* What needs to be done *
Please repeat word for word the part of the counseling journal entry below that runs from "H and I officially" up to and including "the deeper stuff.".

H and I officially scheduled our first couples counseling for next week. Our therapist thinks we are ready, which is so great to hear! I FEEL ready. I’m in such a better place mentally now. He said he is going to focus on communication in the beginning, and once we have started fixing our ways of communicatuon, then we can get into the deeper stuff.
My session last night with our therapist went great. I had been feeling super anxious yesterdsy, and told him I couldn’t stop the feeling. I explained what I was thinking about and everything I was experiencing. I told him there had been a few last minute work things for H, and that really made me stress along with his official dates for his work trip. The therapist (T) asked if it was anxiety because I thought there was a risk (of an affair), or if it was anxiety I was causing by my thoughts. I told him i didn’t think there was any risk, and that it was just my thoughts that were spinning me up. He told me if ever I feel myself getting wound up, run like hell away from whatever started the winding. He said to get away from the thoughts by any means possible. He said if they are spinning me up, they are doing me no good. So I’m going to follow his rules and RUN LIKE HELL if I start spinning myself up. He also said that I need to train my brain to do this. He said not to beat myself up if I start spinning, but to acknowledge it, and try to move on and away from the thoughts. By acknowledging it, I make myself aware of what I’m doing. If I were to get super mad at myself, he said, most likely I wouldn’t be able to stop myself from spinning. I’ll give it a try!

* Data shown *
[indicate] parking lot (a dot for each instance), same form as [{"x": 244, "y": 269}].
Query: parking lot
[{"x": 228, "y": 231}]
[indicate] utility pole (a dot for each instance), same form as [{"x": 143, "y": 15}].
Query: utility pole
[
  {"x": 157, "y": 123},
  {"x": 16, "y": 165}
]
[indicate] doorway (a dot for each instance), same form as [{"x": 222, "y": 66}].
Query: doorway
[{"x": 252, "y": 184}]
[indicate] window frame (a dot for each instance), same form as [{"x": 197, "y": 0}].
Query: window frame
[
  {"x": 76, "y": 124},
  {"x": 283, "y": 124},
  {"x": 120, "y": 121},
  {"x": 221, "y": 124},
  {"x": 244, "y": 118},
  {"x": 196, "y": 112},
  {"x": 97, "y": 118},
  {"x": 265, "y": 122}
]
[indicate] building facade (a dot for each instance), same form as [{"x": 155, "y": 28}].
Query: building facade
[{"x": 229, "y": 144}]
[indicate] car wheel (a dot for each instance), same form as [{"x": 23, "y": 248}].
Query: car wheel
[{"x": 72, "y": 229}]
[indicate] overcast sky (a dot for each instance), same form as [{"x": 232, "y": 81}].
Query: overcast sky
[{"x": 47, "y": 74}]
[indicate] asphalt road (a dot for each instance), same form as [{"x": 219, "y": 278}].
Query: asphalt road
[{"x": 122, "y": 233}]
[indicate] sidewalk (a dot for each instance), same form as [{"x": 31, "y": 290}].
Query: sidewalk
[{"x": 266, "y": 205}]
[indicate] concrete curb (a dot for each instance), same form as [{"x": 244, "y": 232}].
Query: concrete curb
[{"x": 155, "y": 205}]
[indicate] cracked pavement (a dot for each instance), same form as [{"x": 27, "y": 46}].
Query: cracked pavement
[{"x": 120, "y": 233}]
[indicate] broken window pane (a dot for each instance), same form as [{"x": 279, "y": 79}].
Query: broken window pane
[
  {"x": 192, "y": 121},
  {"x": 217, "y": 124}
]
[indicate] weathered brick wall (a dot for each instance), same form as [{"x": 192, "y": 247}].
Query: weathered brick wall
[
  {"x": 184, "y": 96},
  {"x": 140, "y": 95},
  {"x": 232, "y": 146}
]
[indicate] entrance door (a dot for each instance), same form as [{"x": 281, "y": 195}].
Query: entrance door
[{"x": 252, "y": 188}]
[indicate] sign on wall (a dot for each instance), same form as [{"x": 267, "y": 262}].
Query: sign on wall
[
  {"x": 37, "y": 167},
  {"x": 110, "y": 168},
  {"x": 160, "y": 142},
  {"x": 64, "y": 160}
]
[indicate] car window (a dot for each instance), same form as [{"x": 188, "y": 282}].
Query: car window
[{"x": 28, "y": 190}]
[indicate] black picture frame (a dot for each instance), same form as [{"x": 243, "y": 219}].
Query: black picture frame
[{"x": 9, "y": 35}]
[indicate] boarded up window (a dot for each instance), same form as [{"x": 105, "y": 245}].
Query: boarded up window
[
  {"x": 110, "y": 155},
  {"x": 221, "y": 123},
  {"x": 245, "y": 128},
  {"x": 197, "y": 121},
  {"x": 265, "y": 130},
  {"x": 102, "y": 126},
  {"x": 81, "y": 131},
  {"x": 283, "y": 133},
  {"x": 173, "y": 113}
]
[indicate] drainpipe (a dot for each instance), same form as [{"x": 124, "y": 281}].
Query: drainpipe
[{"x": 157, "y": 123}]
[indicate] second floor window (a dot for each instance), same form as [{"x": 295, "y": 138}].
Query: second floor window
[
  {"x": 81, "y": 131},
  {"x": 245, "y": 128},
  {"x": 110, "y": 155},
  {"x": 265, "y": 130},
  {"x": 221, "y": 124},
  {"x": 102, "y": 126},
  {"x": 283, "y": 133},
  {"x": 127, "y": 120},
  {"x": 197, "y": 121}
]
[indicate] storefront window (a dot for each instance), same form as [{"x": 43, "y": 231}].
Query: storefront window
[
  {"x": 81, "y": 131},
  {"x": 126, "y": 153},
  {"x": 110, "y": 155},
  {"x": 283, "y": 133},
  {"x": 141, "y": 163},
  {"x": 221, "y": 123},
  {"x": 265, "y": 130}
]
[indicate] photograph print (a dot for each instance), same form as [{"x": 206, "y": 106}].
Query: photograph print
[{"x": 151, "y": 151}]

* Problem solution *
H and I officially scheduled our first couples counseling for next week. Our therapist thinks we are ready, which is so great to hear! I FEEL ready. I’m in such a better place mentally now. He said he is going to focus on communication in the beginning, and once we have started fixing our ways of communicatuon, then we can get into the deeper stuff.